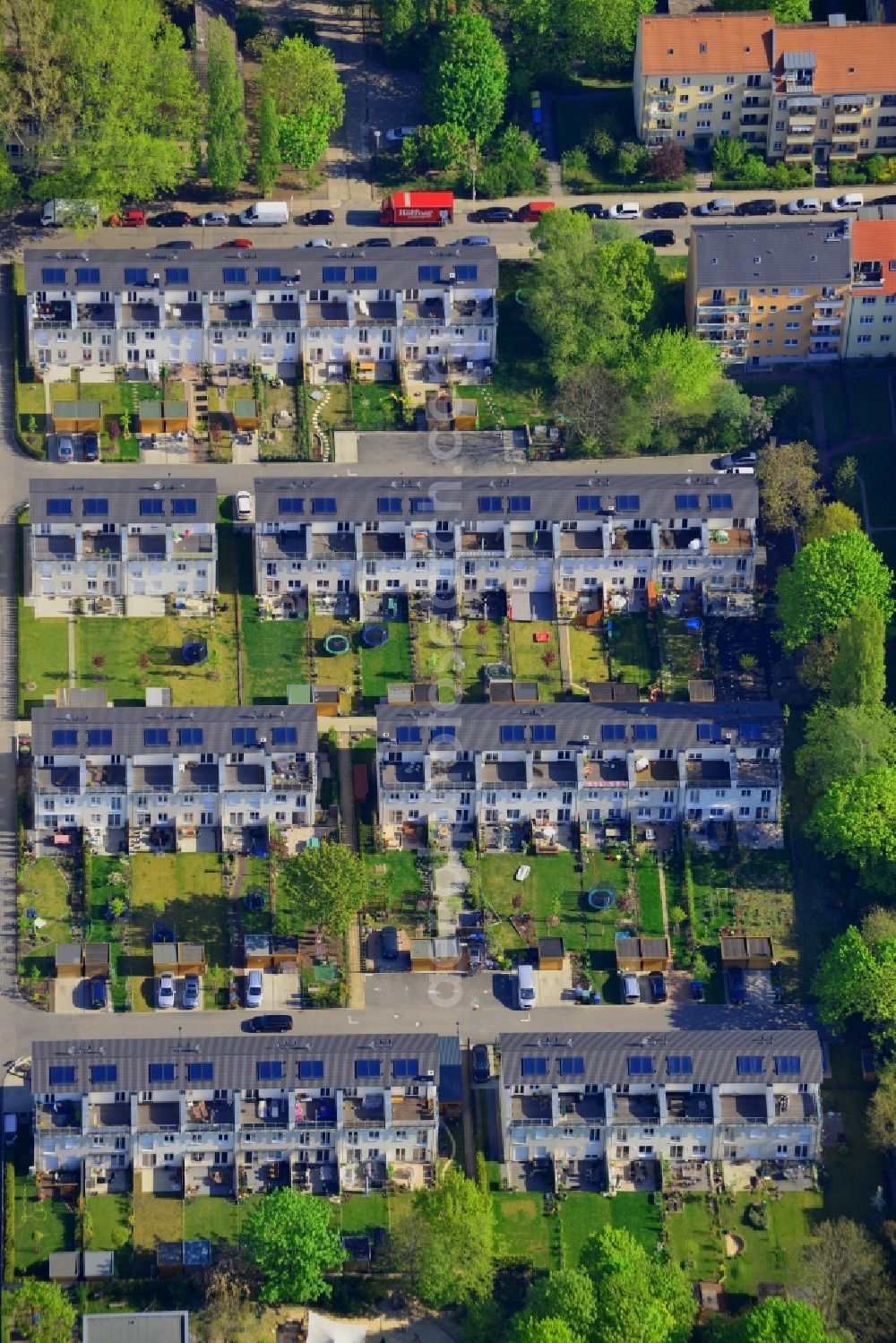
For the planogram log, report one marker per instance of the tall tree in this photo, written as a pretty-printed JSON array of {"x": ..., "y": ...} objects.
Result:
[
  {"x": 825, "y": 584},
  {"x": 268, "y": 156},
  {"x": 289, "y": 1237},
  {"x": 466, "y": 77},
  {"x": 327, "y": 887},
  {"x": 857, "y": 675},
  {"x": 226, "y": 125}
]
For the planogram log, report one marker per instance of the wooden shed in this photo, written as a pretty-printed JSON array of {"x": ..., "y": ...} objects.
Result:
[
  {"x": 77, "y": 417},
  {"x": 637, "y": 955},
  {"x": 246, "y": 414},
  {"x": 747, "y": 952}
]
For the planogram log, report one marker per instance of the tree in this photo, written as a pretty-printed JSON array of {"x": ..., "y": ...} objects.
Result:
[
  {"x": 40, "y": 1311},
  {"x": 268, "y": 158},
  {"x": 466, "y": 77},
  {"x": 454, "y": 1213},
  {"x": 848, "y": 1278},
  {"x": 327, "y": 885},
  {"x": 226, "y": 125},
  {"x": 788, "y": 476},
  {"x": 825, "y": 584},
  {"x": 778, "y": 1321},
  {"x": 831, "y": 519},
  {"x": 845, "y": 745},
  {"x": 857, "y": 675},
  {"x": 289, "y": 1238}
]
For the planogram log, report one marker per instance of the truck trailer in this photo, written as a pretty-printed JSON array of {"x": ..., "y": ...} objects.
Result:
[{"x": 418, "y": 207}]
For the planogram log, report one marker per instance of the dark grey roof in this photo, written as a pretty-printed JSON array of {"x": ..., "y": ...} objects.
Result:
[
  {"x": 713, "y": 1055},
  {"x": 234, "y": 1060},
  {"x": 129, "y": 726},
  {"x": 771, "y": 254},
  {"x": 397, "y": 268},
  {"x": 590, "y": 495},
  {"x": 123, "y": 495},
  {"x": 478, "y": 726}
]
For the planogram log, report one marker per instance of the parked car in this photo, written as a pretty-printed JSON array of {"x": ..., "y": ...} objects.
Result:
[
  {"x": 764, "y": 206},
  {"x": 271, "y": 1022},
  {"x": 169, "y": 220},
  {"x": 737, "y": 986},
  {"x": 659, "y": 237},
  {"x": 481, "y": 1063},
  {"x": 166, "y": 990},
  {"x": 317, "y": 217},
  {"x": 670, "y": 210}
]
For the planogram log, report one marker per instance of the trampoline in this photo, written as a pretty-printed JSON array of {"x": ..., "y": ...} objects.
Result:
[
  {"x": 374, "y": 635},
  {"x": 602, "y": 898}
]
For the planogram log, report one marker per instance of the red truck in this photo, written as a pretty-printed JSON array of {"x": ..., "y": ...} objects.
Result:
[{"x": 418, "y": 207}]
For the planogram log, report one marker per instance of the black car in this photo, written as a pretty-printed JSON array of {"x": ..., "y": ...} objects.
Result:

━━━━━━━━━━━━━━━━

*To do*:
Among the lines above, list those that contain the word "truck".

*Written solution*:
For the planogram log, report one marker per instance of the truck trailer in this photo, written as a pretty-printed JSON array of {"x": ..., "y": ...} objects.
For the planogram log, report one marker per instance of the red truck in this photo, written as a pretty-printed JSON array of {"x": ..., "y": ...} objects.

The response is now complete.